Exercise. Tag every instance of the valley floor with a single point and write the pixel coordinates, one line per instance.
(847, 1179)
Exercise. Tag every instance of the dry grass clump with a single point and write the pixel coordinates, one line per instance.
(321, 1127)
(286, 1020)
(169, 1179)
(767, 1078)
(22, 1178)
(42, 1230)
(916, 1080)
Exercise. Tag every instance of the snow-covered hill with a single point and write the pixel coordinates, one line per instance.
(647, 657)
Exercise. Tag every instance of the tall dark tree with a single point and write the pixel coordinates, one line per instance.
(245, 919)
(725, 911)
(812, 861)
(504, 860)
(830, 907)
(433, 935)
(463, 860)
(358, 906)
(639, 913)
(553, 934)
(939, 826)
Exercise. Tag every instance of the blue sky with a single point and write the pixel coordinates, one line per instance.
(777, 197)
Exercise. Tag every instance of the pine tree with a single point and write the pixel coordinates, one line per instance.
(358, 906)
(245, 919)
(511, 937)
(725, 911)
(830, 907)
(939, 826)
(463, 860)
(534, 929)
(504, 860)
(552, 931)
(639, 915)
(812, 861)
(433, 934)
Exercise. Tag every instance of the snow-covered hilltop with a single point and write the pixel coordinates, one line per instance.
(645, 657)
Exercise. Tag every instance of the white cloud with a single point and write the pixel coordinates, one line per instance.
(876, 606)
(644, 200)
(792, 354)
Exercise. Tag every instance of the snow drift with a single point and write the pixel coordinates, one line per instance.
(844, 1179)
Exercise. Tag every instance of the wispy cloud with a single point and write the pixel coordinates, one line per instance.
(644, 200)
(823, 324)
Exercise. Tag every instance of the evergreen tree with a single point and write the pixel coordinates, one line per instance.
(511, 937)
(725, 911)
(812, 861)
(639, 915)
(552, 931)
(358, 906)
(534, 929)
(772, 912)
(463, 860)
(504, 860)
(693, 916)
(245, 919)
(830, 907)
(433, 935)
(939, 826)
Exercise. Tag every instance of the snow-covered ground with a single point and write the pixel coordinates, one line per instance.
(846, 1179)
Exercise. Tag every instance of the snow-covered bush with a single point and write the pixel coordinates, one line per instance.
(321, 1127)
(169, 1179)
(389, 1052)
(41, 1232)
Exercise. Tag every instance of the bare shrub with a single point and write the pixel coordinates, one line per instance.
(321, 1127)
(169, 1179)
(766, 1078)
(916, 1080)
━━━
### DESCRIPTION OF THE TASK
Your answer must be the lines from the one that contains "Exercise. Tag every instance of the white" through the last line of the entries above, copied exactly, with no other lines.

### RESPONSE TO THIS EXERCISE
Exercise. Tag every instance of the white cloud with a single point and write the pixel coordinates, one line per instance.
(876, 606)
(644, 200)
(792, 354)
Exercise. Tag every instance of the snow drift with a single point and write the pixel coordinates, one line per instance.
(844, 1179)
Exercise. Tag every instance of the wispy cloud with a single point and write the pixel coordinates, one line per instance.
(644, 200)
(823, 324)
Exercise. Tag every instance of the evergreen tree with a single point and write the pixel coordinates, one line per instance.
(511, 937)
(725, 911)
(812, 861)
(639, 915)
(552, 931)
(358, 906)
(534, 929)
(772, 912)
(463, 860)
(504, 860)
(693, 916)
(245, 919)
(830, 907)
(433, 935)
(939, 826)
Exercise. Tag every instance of the snow-covered ground with a single point and write the pixel coordinates, one line per instance.
(846, 1179)
Exercise. Tag every instance of the snow-covered bush with a single point and write the pixel coordinates, one line per instance.
(321, 1127)
(169, 1179)
(389, 1052)
(41, 1232)
Exercise. Tag every instance of the bare shrub with a single point and write the pixel coordinates, one line per instance.
(321, 1127)
(169, 1179)
(766, 1078)
(916, 1080)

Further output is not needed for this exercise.